= TEXT PASSAGE =
== == ==

Apparently taken with Peterson’s discussion of labor disputes and the possible
connection of the phrase secret combination with early labor unions,
Thomas turned his attention exclusively to six early nineteenth-century cases
dealing with striking workers.46 Thomas claims that Peterson “is certain that
an examination of precedent-setting cases of labor unions (‘combinations’) will
support his broad interpretation that excludes Masonry.”47 While Peterson does
discuss unions, the late nineteenth-century cases he cites deal with a variety
of subjects.48 Nevertheless, Thomas’s research is limited to labor cases. This
choice is puzzling. The proto-unionists that Thomas discusses were prosecuted
under the common law of conspiracy. The labor cases simply use the term combination
to refer to the agreement necessary to form the conspiracy. There is nothing
special about its application to labor unions. Once this point is understood,
Thomas’s choice to limit his research to labor disputes makes little sense.
What is more, since labor cases formed only a miniscule fraction of all early
nineteenth-century litigation,49 the fact that the phrase secret combination
does not occur in a sample of those cases has limited significance since the
vast majority of nineteenth-century cases involving combinations of any kind
had nothing to do with labor unions. For example, I was able to locate only
one appellate case from anywhere in the United States before 1826 involving
labor unions and the word combination,50 yet during just the period
of the 1820s, the supreme court of New York alone used the term in over thirty

Combinations and Secret Combinations in Early Judicial Opinions

Since Peterson made the first foray into legal materials in search of secret
combinations more than a decade ago, the availability of early judicial opinions
in computerized format has dramatically expanded. It is now possible to search
the decisions of many state and federal courts from the closing decades of the
eighteenth and early decades of the nineteenth centuries. However, there are
still reasons to be cautious about the results of such searches. First, coverage
remains very incomplete both because not all early case reporters are available
in computerized format and because coverage of cases in the early reporters
themselves is very incomplete.52

Second, the vast majority of the available cases come from appellate courts,
which fact distorts any searches in a variety of ways. Appellate decisions make
up only a small fraction of all litigation. Judges decide most cases without
any published opinion, and this was more markedly the case in the early nineteenth
century than today. Most cases are never appealed. Furthermore, the cases in
the appellate reports tend to be exceptional. This does not mean that they were
the high-profile cases of the time, although sometimes they were. Rather it
means that they have a different character than most litigation. Generally cases
turn on questions of fact. “Did John actually steal Abner’s cow?”
However, appellate cases generally turn on issues of law. “Can multiple
defendants be joined in a single suit at equity?” Although the categories
of law and fact were more fluid in the early nineteenth century, appellate cases
from the period still tend to contain involved legal discussion. This does not
mean that the cases were exclusively technical or that they were devoid of discussion
of events. On the contrary, they often provide fascinating windows into bits
of late eighteenth- and early nineteenth-century life. However, in evaluating
the virtues and the limitations of searching such materials, it is important
to remember that we are looking at a narrow and, in some ways, unrepresentative
slice of the legal past.

Webster’s 1828 dictionary defines the word combination as an

Intimate union, or association of two or more persons or things, by set purpose
or agreement, for effecting some object, by joint operation; in a good sense,
when the object is laudable; in an ill sense, when it is illegal or iniquitous.

== == ==

Stored dataset items
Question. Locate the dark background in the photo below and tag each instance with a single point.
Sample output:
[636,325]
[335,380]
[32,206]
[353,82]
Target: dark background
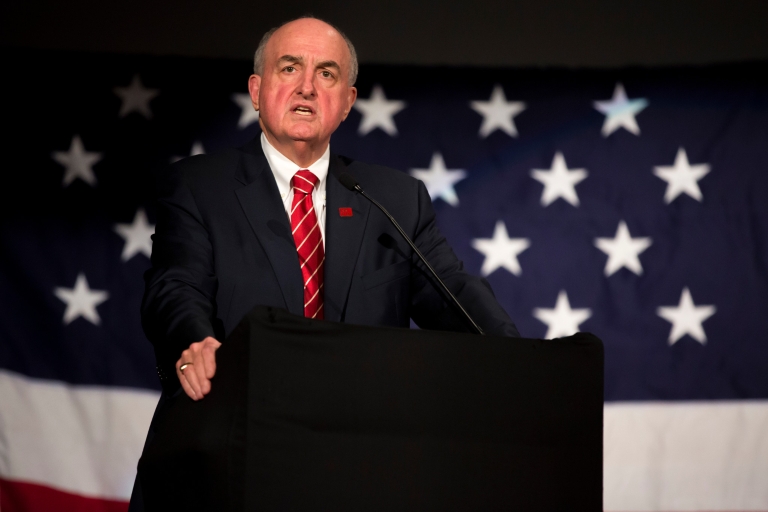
[481,32]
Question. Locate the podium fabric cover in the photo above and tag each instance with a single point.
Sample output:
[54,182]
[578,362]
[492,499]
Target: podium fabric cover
[309,415]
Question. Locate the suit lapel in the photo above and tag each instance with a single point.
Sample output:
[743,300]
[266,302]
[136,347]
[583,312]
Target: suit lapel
[261,204]
[343,239]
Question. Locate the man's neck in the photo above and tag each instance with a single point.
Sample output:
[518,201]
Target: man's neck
[302,153]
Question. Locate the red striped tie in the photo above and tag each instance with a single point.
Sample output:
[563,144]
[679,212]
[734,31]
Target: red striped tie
[309,242]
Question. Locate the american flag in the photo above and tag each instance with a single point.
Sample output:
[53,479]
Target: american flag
[631,203]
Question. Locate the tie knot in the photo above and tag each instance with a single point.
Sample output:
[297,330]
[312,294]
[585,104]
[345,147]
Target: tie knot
[304,181]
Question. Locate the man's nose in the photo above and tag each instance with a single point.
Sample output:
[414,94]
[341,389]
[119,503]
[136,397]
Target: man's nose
[306,86]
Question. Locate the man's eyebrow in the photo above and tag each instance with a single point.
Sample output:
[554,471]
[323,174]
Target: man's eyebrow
[290,58]
[329,64]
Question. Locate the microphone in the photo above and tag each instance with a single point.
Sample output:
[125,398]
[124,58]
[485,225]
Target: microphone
[352,185]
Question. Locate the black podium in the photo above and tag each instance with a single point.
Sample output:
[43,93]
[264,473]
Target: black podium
[308,415]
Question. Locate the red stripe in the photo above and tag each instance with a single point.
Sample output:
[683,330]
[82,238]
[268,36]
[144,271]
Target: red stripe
[26,497]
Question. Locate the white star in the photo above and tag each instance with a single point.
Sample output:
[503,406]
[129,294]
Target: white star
[559,181]
[78,162]
[620,112]
[81,301]
[562,320]
[197,149]
[136,98]
[248,114]
[623,250]
[137,236]
[686,318]
[682,177]
[439,180]
[501,251]
[498,113]
[377,112]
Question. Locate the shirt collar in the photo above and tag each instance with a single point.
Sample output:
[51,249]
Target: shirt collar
[284,169]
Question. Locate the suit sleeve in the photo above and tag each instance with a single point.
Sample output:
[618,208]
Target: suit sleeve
[178,307]
[430,309]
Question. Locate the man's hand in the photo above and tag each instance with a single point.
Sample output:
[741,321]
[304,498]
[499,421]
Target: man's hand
[199,362]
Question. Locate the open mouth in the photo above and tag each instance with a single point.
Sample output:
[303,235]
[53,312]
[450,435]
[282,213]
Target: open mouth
[303,111]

== == ==

= SET EXERCISE 1 =
In the passage on secret combinations in early court opinions, what kind of courts does most of the available computerized case law come from?
= SET EXERCISE 2 =
Transcribe the stretch of the passage on secret combinations in early court opinions from "Intimate union, or" through "illegal or iniquitous.".
These records were drawn from a separate source, not from the text.

= WORKED SOLUTION 1 =
Appellate courts.

= WORKED SOLUTION 2 =
Intimate union, or association of two or more persons or things, by set purpose
or agreement, for effecting some object, by joint operation; in a good sense,
when the object is laudable; in an ill sense, when it is illegal or iniquitous.